== What is expected ==
Copy out all the entries below, changing every "horse hoof" to "hoof of the horse" and keeping everything else the same. Leave the pictures out.

___ Extracted information ___

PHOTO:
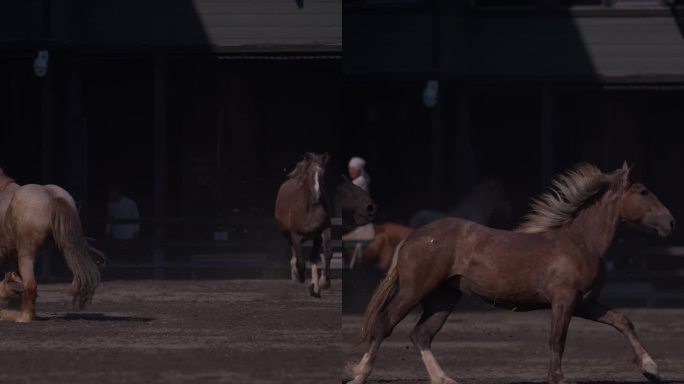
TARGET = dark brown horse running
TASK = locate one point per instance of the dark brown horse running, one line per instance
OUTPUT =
(379, 252)
(552, 260)
(303, 213)
(32, 217)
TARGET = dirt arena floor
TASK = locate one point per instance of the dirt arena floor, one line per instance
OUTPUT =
(254, 331)
(496, 346)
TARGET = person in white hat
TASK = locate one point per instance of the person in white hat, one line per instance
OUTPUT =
(365, 233)
(358, 174)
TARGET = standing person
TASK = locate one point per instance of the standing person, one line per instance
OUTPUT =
(364, 234)
(358, 174)
(121, 208)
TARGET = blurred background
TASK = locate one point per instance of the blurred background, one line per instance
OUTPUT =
(195, 110)
(441, 96)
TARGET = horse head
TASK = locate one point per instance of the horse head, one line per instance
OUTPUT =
(313, 174)
(639, 206)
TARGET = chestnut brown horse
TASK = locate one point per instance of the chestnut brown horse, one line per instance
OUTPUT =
(553, 260)
(379, 252)
(33, 217)
(303, 212)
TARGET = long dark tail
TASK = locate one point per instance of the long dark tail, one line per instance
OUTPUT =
(68, 235)
(383, 294)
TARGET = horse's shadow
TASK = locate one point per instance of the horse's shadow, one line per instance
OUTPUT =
(91, 316)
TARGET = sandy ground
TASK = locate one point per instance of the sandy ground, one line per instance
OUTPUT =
(496, 346)
(254, 331)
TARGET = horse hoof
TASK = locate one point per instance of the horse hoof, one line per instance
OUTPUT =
(324, 283)
(296, 276)
(313, 292)
(24, 318)
(9, 315)
(650, 369)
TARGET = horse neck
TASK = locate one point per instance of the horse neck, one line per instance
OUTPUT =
(595, 226)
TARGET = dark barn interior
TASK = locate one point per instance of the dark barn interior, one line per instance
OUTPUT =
(197, 122)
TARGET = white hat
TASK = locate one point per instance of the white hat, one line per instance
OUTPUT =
(358, 163)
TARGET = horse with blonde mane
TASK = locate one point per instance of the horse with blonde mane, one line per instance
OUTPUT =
(380, 250)
(553, 260)
(32, 218)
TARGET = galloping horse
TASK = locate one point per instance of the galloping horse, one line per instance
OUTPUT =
(33, 217)
(380, 251)
(552, 260)
(303, 213)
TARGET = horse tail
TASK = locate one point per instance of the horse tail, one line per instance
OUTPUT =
(69, 238)
(383, 294)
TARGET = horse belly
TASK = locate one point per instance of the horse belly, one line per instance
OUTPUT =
(497, 286)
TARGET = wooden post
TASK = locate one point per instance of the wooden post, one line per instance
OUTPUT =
(159, 188)
(46, 158)
(467, 166)
(547, 128)
(436, 170)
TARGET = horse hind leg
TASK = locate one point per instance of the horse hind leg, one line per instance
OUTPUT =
(436, 309)
(324, 281)
(598, 312)
(297, 265)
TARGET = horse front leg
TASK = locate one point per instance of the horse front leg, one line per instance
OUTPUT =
(326, 237)
(598, 312)
(314, 288)
(561, 312)
(28, 305)
(297, 265)
(28, 297)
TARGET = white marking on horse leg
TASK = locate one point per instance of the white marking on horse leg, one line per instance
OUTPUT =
(293, 265)
(317, 186)
(314, 277)
(362, 369)
(648, 366)
(437, 375)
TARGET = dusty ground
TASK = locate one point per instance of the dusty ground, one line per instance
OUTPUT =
(252, 331)
(496, 346)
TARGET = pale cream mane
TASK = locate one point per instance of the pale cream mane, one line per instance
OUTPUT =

___

== Exercise response ==
PHOTO:
TARGET = dark brown horse running
TASK = locate one point per instance of the dark brown horse running, one line per instance
OUTPUT =
(379, 252)
(552, 260)
(303, 213)
(32, 217)
TARGET = dirt arena floor
TASK = locate one point per instance of the dirt arena floor, one line per instance
OUTPUT =
(254, 331)
(496, 346)
TARGET = person in white hat
TASK = locate one point per instance of the person in white hat, one line per instance
OUTPUT =
(365, 233)
(358, 174)
TARGET = standing person
TASK = locate one point per instance of the standing person, one line per instance
OUTPUT =
(364, 234)
(358, 174)
(121, 208)
TARGET = blurred background
TASK = locate one point per instance of the blurred background, one line per instance
OUTPUT =
(195, 110)
(441, 96)
TARGET = horse head
TASK = locate one point per instance of the horse head, one line per instance
OUTPUT =
(313, 174)
(639, 206)
TARGET = chestnut brown horse
TASK = locate one point per instance of the chestnut brown horse, one line per instance
OUTPUT =
(553, 260)
(379, 252)
(33, 217)
(303, 212)
TARGET = long dark tail
TASK = locate one point per instance of the long dark tail, one line per instance
OUTPUT =
(68, 235)
(383, 294)
TARGET = horse's shadow
TASK = locate one point per instance of the horse's shadow, one line per instance
OUTPUT =
(91, 316)
TARGET = sandy ground
TASK = locate one point per instance of the sandy ground, one line per instance
OUTPUT =
(496, 346)
(254, 331)
TARGET = hoof of the horse
TASK = locate one point per instance of the hoof of the horse, one line per instance
OUTPUT =
(324, 283)
(296, 276)
(313, 292)
(24, 318)
(9, 315)
(650, 369)
TARGET = horse neck
TASK = locate one point per instance of the horse neck, one line per instance
OUTPUT =
(595, 226)
TARGET = dark barn interior
TASK = locate one point per instance of the dark barn interior, one line per instance
OUTPUT =
(197, 122)
TARGET = white hat
TASK = locate one point per instance of the white hat, one line per instance
OUTPUT =
(358, 163)
TARGET = horse with blonde mane
TASK = locate one point per instance of the horse with blonde mane, one line per instance
OUTPUT =
(380, 250)
(553, 260)
(32, 218)
TARGET = galloping horse
TASK = locate one point per instance of the galloping horse, one line per instance
OUTPUT =
(33, 217)
(380, 251)
(552, 260)
(303, 213)
TARGET = horse tail
TASK = locate one point per instance of the horse tail, one line per instance
OUTPUT =
(69, 238)
(383, 294)
TARGET = horse belly
TASK = locate one point per instance of the horse belly, one line per instance
OUTPUT =
(497, 286)
TARGET = wooden post
TASK = locate one point per instance of the wooden post, one line per instance
OUTPUT =
(159, 188)
(46, 158)
(467, 166)
(547, 128)
(436, 170)
TARGET = horse hind leg
TASK = locate one point per instance of the horse hind leg, one line per instance
OUTPUT =
(436, 309)
(324, 281)
(598, 312)
(297, 265)
TARGET = horse front leg
TASK = locate one point per instance of the horse front leg, one line per instance
OUTPUT =
(326, 237)
(598, 312)
(314, 288)
(561, 312)
(28, 305)
(297, 265)
(28, 297)
TARGET = white marking on horse leg
TASK = locate one point per instance of the white marking on horse leg, one line per instance
OUTPUT =
(293, 265)
(317, 186)
(314, 277)
(362, 369)
(648, 366)
(437, 375)
TARGET = dusty ground
TASK = locate one point per instance of the dusty ground, one line per instance
OUTPUT =
(252, 331)
(496, 346)
TARGET = pale cream mane
TASK = locate one point per instance of the pale cream mane, one line per instance
OUTPUT =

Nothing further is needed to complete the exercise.